DESCRIPTION OF THE TASK:
Count how many lines below include the word "farthest". Answer with a number only.

EXERCISE DATA:
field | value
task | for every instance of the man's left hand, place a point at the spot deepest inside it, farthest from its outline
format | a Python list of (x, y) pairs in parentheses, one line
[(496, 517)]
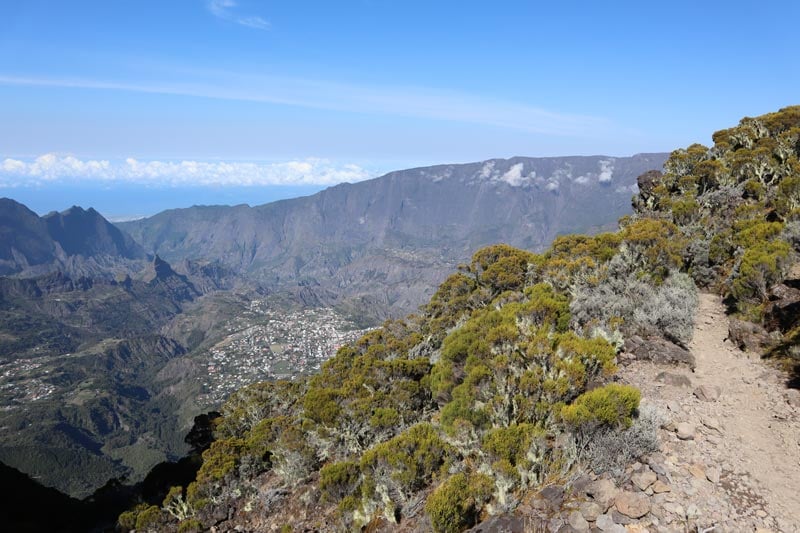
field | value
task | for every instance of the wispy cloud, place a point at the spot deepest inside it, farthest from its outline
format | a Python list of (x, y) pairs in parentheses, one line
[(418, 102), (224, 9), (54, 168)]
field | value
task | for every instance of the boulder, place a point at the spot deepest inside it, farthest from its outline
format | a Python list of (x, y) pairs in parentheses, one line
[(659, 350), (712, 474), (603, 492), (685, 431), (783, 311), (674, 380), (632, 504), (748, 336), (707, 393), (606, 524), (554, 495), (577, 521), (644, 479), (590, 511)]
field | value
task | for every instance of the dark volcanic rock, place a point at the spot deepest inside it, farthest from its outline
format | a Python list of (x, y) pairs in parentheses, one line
--
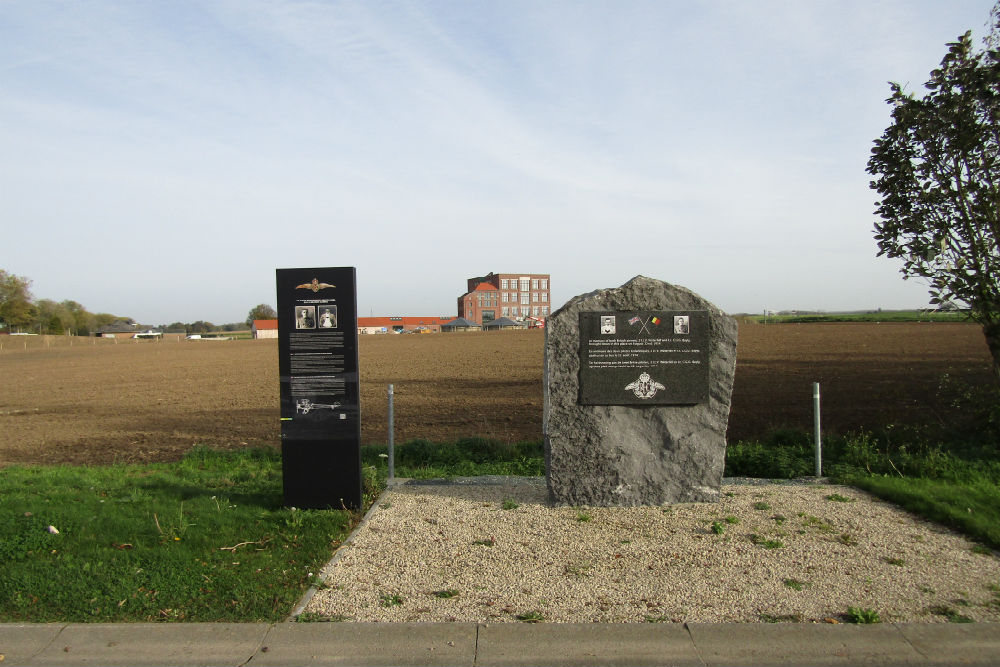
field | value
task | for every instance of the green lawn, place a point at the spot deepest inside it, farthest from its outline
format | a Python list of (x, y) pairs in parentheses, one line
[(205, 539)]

TASK RESULT:
5